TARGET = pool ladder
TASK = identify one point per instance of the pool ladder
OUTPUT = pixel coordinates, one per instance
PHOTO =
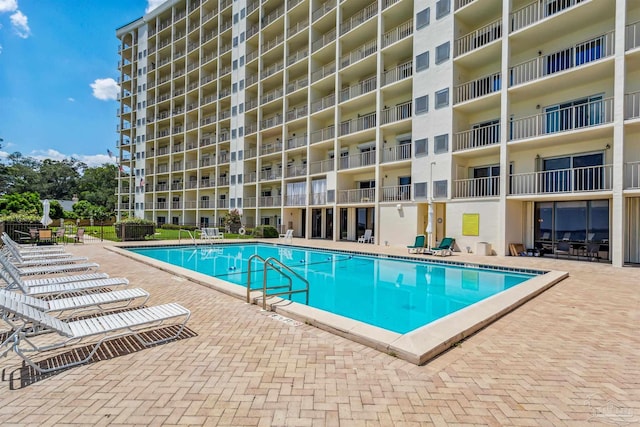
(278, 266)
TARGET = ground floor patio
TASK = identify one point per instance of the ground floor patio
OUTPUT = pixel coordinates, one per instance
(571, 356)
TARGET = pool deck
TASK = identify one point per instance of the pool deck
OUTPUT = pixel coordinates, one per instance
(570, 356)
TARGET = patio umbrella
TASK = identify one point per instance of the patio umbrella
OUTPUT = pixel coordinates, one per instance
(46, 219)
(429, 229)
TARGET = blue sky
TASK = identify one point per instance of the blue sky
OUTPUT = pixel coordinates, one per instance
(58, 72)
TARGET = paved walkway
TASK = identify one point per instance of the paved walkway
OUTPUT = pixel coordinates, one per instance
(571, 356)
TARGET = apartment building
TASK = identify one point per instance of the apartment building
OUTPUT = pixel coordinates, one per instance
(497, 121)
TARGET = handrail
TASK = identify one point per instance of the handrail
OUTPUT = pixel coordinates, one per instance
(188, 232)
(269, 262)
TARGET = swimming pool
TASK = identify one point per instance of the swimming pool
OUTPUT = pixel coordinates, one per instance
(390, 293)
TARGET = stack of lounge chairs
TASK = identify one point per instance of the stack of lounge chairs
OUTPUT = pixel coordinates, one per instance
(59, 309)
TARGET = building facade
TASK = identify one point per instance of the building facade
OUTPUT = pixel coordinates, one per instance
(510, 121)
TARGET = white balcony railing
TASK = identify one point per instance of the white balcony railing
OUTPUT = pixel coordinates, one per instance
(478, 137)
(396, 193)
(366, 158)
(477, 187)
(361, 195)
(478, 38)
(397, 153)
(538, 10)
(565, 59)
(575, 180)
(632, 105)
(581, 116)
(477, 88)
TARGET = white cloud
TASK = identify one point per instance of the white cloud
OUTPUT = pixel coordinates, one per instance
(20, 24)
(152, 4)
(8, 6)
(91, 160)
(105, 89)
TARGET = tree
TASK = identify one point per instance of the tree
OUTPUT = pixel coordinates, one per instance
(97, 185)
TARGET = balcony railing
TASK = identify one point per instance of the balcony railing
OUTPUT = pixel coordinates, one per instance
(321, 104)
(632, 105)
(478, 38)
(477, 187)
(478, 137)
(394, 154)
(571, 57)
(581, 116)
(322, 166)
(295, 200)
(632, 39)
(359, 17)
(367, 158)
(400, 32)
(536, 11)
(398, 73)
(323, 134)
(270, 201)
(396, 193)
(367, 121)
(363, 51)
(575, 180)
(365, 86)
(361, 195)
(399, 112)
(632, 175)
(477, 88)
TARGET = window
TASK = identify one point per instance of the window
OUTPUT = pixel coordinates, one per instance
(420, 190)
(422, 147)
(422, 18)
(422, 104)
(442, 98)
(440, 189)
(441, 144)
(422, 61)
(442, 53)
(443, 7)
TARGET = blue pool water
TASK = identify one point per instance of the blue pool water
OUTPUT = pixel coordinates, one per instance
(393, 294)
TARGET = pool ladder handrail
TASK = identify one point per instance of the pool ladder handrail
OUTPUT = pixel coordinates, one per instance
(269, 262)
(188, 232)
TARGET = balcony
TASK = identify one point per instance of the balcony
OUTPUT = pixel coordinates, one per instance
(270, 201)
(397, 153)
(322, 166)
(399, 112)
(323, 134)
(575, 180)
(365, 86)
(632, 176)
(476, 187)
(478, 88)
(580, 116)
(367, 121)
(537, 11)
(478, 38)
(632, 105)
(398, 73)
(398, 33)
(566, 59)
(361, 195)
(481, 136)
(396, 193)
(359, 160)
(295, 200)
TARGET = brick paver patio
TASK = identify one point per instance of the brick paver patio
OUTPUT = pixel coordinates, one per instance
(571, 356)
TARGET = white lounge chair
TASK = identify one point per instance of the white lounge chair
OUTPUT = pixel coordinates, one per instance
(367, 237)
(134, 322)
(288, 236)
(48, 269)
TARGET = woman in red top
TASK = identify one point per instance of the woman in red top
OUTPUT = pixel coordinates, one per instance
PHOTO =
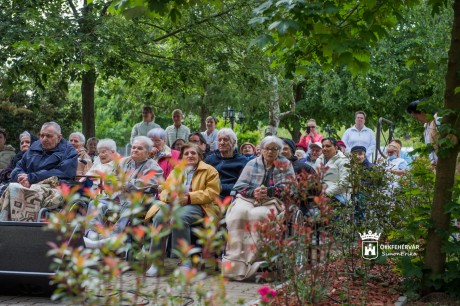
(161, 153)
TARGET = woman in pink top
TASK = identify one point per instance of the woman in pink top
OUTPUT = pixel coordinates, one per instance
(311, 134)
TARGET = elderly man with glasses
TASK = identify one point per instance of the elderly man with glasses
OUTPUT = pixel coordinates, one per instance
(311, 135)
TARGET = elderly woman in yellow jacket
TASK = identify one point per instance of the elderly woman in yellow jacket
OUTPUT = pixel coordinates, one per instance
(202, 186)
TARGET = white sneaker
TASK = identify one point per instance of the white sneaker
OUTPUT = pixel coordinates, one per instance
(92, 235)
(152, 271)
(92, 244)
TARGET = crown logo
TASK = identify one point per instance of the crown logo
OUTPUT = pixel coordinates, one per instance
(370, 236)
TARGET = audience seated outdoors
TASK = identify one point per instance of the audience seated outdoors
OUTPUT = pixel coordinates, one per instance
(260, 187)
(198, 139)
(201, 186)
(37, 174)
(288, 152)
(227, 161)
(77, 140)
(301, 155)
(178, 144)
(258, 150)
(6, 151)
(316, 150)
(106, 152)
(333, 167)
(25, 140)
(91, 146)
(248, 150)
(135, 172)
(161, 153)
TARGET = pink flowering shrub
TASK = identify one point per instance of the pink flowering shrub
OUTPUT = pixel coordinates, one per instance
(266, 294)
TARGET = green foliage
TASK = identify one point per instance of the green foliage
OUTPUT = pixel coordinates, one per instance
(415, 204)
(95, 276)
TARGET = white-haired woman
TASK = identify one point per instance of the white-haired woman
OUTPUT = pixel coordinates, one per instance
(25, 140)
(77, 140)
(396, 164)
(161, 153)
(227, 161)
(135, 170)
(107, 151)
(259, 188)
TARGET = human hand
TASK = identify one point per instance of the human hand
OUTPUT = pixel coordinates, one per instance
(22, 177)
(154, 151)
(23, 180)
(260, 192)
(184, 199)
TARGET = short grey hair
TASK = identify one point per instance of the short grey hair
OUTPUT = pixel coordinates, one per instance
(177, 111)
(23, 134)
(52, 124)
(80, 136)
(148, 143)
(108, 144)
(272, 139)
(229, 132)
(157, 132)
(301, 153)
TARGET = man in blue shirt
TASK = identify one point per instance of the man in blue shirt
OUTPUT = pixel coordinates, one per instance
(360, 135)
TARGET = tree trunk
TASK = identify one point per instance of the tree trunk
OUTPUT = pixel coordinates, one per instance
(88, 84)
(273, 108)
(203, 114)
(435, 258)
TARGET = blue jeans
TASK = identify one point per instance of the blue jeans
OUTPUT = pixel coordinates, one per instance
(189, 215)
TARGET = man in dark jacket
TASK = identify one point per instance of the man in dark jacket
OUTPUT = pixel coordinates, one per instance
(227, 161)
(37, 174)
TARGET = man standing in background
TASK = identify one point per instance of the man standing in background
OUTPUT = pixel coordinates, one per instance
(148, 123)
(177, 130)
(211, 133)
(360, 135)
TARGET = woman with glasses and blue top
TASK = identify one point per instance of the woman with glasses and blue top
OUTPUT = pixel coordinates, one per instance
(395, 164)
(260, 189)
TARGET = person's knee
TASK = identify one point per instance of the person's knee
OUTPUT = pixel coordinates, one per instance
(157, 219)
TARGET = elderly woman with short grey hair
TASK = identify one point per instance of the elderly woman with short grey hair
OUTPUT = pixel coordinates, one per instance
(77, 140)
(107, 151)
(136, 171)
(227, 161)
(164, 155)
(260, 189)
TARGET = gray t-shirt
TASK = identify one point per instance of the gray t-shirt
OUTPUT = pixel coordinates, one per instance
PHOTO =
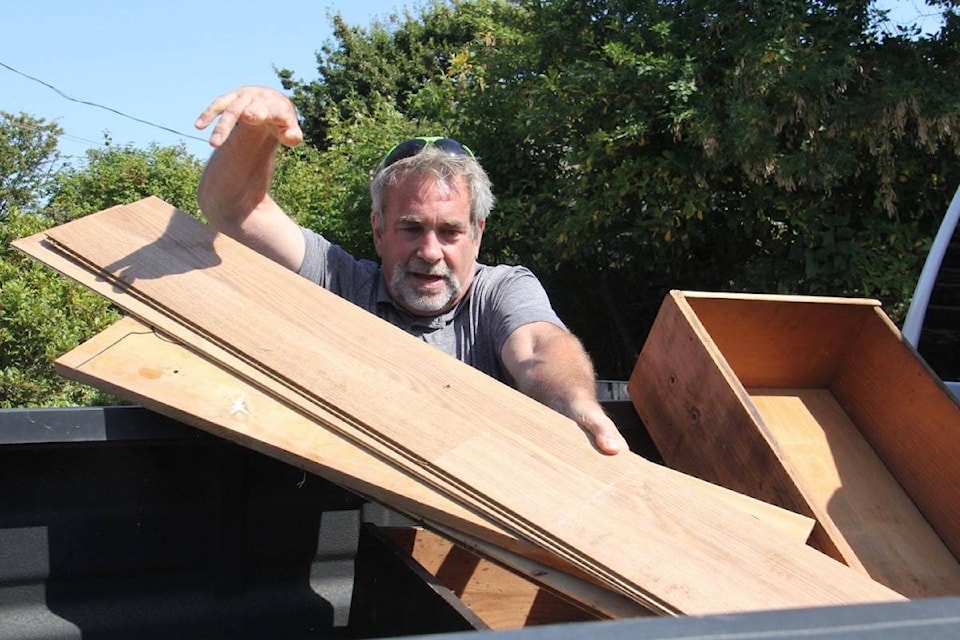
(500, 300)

==

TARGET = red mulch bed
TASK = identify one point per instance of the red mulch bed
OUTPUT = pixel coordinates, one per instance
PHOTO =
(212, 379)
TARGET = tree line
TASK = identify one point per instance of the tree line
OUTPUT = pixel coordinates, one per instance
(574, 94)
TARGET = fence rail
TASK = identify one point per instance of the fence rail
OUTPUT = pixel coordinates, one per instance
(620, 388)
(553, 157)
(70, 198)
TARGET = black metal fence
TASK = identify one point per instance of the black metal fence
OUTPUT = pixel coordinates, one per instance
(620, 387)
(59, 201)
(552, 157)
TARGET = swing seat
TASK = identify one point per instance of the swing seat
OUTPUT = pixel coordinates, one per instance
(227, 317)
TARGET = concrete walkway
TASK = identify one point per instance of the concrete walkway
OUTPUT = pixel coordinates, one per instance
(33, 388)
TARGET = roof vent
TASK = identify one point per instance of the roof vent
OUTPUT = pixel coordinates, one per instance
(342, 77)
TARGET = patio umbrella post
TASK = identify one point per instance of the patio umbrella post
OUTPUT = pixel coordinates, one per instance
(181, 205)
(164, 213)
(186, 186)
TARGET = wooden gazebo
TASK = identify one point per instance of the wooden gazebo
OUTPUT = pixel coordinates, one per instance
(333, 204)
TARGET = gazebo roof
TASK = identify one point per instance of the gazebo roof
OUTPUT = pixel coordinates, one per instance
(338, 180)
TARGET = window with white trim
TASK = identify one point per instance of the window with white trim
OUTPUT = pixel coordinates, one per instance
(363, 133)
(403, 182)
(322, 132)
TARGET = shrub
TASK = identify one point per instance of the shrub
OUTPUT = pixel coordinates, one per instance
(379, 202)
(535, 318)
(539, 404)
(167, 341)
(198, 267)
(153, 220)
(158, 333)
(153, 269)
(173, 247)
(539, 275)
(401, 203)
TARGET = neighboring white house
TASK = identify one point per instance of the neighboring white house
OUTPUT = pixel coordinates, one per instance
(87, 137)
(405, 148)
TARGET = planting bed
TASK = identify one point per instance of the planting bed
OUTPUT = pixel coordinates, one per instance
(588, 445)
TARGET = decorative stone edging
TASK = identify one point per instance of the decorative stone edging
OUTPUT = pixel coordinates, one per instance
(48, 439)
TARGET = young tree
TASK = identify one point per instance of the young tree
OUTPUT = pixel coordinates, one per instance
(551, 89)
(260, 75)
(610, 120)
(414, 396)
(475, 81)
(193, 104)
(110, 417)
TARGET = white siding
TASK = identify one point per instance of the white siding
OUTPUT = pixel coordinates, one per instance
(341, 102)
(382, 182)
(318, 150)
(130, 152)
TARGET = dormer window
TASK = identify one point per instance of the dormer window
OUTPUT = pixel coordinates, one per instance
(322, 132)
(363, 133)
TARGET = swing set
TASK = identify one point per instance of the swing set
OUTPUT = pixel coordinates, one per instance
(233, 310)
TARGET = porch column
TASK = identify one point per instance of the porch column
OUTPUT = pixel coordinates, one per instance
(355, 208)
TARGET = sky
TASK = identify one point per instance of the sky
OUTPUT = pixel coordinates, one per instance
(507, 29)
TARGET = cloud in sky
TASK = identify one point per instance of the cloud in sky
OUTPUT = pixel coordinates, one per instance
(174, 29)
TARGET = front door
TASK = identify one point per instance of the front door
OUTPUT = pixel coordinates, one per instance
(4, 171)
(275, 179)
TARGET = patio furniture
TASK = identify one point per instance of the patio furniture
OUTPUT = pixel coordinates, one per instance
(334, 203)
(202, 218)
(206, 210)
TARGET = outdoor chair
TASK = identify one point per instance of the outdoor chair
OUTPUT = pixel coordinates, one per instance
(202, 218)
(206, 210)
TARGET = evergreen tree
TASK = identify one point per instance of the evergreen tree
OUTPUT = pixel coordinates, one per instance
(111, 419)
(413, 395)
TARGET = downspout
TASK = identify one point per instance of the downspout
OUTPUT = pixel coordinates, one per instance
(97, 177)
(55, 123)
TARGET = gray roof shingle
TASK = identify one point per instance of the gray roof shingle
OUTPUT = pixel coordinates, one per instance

==

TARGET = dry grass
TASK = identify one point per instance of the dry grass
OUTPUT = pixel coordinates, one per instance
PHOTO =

## What the exercise asks
Pick out every line in the listing that contains the word "balcony" and copy each one.

## Answer to this task
TARGET = white balcony railing
TASK = identify one point per instance of the white balcony railing
TARGET = balcony railing
TASK = identify one point per instance of the balcony railing
TARGET = balcony
TASK = identify one point per instance of the balcony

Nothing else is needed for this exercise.